*** Opening DATA TO PROCESS ***

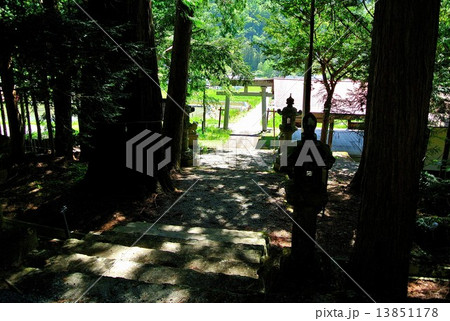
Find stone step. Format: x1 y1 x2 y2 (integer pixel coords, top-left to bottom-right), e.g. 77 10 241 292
62 239 260 278
83 233 263 264
107 222 268 255
6 269 259 303
46 253 264 294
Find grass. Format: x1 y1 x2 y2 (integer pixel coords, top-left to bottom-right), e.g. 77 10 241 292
188 85 275 145
190 96 256 143
191 112 235 143
25 131 50 140
25 128 80 140
265 111 282 136
197 127 231 142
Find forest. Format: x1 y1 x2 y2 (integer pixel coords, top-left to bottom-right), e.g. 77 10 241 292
0 0 449 305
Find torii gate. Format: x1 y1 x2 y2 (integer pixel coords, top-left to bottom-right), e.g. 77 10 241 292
217 78 274 132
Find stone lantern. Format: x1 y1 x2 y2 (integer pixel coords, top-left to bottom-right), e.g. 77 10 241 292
277 95 301 141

*** Closing DATA TO PROCESS ***

■ YOUR TASK ■
Reproduce, unchanged, the line containing "Find torii gate." and each line after it through the end of the listing above, and nothing else.

■ SOLUTION TO THIS EXERCISE ■
Find torii gate. Format: x1 y1 x2 y2 (integer pixel coords, top-left to bottom-right), e.g. 77 10 241 292
217 78 274 132
Find stone lantern. Format: x1 y1 x2 y2 (integer pixel coords, top-left to bottom-right), e.g. 77 10 241 292
277 95 301 141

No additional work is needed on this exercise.